====== INPUT FOR THIS TASK ======
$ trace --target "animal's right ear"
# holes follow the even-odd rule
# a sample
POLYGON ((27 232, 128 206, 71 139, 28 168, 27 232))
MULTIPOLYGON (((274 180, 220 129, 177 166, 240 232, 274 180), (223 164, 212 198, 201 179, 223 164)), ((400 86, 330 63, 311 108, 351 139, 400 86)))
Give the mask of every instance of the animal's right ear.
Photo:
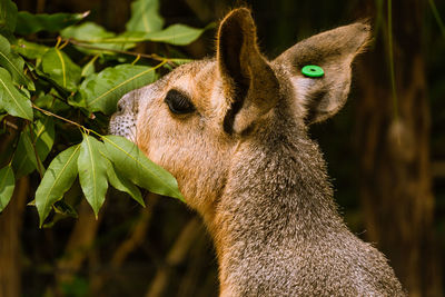
POLYGON ((275 59, 274 63, 289 75, 307 123, 323 121, 345 105, 352 62, 369 38, 369 26, 357 22, 303 40, 275 59), (314 65, 323 68, 323 76, 301 73, 305 66, 314 65))
POLYGON ((219 26, 218 75, 228 106, 226 132, 243 133, 277 102, 278 80, 257 46, 250 11, 231 11, 219 26))

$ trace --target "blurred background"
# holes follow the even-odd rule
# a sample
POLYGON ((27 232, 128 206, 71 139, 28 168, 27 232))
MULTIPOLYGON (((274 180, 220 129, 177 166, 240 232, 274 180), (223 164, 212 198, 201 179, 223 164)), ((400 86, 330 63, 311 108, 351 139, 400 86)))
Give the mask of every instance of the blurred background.
MULTIPOLYGON (((317 32, 369 19, 375 39, 354 65, 348 103, 310 133, 349 228, 385 253, 411 296, 444 296, 445 1, 389 2, 390 31, 387 1, 160 0, 160 13, 166 24, 202 28, 231 8, 250 7, 269 58, 317 32)), ((121 32, 131 0, 16 3, 30 12, 91 10, 89 20, 121 32)), ((210 29, 170 50, 199 59, 214 55, 214 43, 210 29)), ((34 207, 26 207, 34 187, 20 179, 0 215, 1 297, 218 295, 212 244, 178 200, 147 195, 142 209, 110 189, 98 220, 83 201, 79 219, 39 229, 34 207)))

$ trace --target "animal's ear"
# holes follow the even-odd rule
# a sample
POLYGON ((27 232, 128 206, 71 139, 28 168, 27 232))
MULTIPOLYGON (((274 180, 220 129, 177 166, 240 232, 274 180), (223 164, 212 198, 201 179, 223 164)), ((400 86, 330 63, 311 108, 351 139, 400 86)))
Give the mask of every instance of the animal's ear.
POLYGON ((325 120, 345 105, 352 62, 369 38, 370 27, 357 22, 303 40, 274 60, 290 76, 307 123, 325 120), (319 66, 324 75, 307 77, 301 73, 305 66, 319 66))
POLYGON ((231 11, 221 22, 217 39, 218 73, 228 110, 226 132, 241 133, 277 102, 278 80, 257 46, 250 11, 231 11))

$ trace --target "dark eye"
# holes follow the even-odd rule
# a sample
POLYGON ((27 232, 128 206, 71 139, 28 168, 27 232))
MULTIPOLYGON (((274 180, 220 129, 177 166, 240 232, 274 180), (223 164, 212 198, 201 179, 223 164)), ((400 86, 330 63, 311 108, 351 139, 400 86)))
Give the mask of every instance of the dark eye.
POLYGON ((177 115, 190 113, 195 111, 195 106, 190 100, 178 90, 171 89, 167 92, 164 101, 168 105, 171 112, 177 115))

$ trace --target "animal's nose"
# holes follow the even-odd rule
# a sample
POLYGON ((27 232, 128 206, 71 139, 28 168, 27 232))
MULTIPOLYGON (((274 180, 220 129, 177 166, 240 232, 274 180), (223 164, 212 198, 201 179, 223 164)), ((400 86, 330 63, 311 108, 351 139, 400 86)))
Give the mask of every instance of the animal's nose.
POLYGON ((120 98, 116 109, 117 113, 130 112, 135 109, 135 91, 131 91, 120 98))
POLYGON ((123 99, 125 99, 125 97, 121 98, 121 99, 118 101, 118 106, 117 106, 117 109, 116 109, 116 111, 117 111, 118 113, 122 113, 122 112, 123 112, 123 109, 125 109, 123 99))

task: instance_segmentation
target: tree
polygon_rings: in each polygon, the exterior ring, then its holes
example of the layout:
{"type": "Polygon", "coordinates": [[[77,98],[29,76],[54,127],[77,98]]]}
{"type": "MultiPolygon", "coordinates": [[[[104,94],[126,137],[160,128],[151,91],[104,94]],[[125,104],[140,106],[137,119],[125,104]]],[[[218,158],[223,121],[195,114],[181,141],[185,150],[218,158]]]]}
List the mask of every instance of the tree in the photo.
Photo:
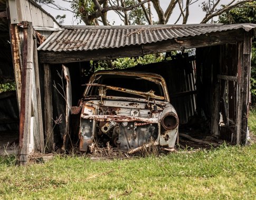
======
> PROBLEM STATEMENT:
Which lines in the entries contain the word "every"? Copy each of those lines in full, matching case exactly.

> CORRECT OUTPUT:
Give the mask of every instance of the animal's right ear.
Give the mask of every instance of the blurred background.
Give the mask of every instance of the animal's ear.
Give the mask of every instance of the dark eye.
Give the mask of every instance of the animal's nose.
List the mask of every instance of the tree in the photo.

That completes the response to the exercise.